Text shown:
---+---

# firebird oil burner cutting out!!!



## ciaran-bart (5 Dec 2011)

i was called out to a firebird cabin pack boiler, firebird burner! i opened up the boiler and it was stuffed with suit, i hovered it all out and cleared the flue as it was stuffed aswel. i set the oil pressure at 8 bar, the burner fired up the best, after a few minutes i was putting the boiler casing on and the burner cut out and i removed the casing and it fired up straight away!! the burner kept cuttin out when i would put the boiler casing on and cut back on when removed so i left the casing off and it went for about half an hour and cut out again!! any suggestions


----------



## Shane007 (5 Dec 2011)

Sounds like lack of oxygen caused by either a faulty motor or a faulty fan. Check the fan rotation first.


----------



## ciaran-bart (5 Dec 2011)

---+---

Tasks and exercises:
a – In the oil burner thread, what oil pressure was set on the burner?
b – Please continue the oil burner thread from the point where it stops.
The records have no connection to the oil burner thread.

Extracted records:
---+---

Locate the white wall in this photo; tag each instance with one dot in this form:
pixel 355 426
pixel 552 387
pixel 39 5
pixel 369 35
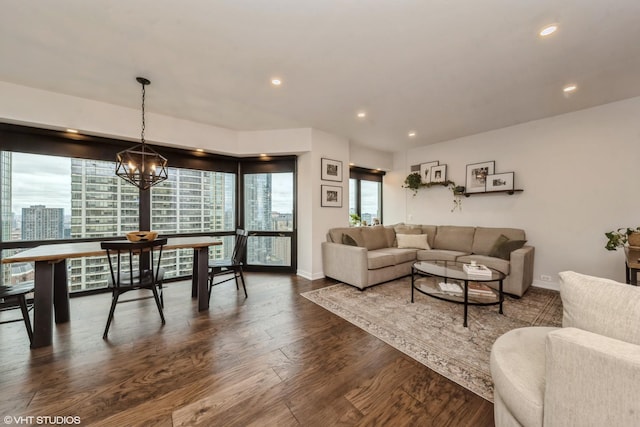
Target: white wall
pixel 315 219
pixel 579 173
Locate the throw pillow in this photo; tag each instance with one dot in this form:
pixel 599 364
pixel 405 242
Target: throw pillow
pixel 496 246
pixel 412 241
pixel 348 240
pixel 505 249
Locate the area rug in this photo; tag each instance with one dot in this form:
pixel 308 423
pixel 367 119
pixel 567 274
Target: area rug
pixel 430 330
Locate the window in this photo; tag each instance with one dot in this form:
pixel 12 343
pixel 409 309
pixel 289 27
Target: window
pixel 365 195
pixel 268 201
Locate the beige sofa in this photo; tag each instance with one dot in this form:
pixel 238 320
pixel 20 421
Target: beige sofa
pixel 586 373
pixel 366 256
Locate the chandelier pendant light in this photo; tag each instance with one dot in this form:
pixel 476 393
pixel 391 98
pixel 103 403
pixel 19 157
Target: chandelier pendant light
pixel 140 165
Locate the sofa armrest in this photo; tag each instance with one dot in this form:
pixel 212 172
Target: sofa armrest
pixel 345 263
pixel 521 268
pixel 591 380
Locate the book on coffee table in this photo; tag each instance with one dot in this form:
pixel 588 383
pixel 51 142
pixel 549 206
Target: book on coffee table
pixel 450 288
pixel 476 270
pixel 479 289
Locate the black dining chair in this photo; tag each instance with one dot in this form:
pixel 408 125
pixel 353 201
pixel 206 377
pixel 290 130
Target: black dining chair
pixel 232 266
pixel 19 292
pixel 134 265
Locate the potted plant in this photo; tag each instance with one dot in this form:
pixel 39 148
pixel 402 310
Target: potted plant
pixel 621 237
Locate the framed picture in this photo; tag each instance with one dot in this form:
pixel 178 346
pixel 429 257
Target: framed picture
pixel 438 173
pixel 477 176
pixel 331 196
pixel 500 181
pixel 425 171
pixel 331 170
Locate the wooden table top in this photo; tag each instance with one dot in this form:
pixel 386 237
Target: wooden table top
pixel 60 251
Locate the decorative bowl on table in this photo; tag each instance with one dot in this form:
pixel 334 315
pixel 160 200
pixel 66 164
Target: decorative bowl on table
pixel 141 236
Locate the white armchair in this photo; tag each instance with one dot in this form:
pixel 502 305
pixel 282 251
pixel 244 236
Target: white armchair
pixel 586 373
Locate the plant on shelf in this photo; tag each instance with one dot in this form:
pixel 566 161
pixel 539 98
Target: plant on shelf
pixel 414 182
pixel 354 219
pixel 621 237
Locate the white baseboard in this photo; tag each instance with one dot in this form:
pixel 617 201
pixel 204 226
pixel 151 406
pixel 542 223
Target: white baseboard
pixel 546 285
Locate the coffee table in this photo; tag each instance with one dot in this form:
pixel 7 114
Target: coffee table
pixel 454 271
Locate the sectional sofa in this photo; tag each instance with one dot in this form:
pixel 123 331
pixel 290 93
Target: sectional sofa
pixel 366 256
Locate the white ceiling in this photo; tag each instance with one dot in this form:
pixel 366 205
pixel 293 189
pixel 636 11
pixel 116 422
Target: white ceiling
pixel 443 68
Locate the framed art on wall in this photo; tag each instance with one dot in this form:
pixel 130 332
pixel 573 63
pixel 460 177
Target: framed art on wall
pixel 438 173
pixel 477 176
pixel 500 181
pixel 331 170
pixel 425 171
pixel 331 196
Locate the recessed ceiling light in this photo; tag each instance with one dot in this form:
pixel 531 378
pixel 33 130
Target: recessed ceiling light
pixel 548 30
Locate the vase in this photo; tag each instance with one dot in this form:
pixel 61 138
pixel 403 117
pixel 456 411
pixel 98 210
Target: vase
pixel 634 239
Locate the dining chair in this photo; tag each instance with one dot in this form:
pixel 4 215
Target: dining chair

---+---

Results for the exercise:
a – 8 bar.

b –
*I*

I had it running earlier with the cover off the boiler and it never stopped til I put the cover back on which was bout half an hour later, it took about ten seconds to cut out when the cover was on, nearly sure it's the dual thermostait because it wasn't cuttin out, cheers anyway


----------



## Shane007 (5 Dec 2011)

Yes could be that. Remove the stat probe & check with tester. If you do not have a dedicated tester, then put in boiling water & see if it cuts out the burner.

The only thing is that a faulty stat would not explain the sooted up boiler where a faulty fan or motor would. A sooted boiler is generally caused from incomplete combustion.


----------



## ciaran-bart (6 Dec 2011)

*I*

Yea stat is faulty! But as u say that's not the cause of the sooted up boiler, 
If the door into the baffles wasn't sealed would it have anything to do with it


----------



## Shot52 (21 Dec 2019)

I'm having the same problem,if I leave the cover off it. burner stays working but when I put the cover on it start's to cut in and out.


----------



## Armada (22 Dec 2019)

Someone here in my house as I read this says it’s a leaking flue that’s probably causing your problem. Hope this helps.


----------



## Mechman (24 Dec 2019)

Check the condensate trap underneath, it may have melted and need replacement.


----------



## cremeegg (24 Dec 2019)

Wow. Isn't AAM great !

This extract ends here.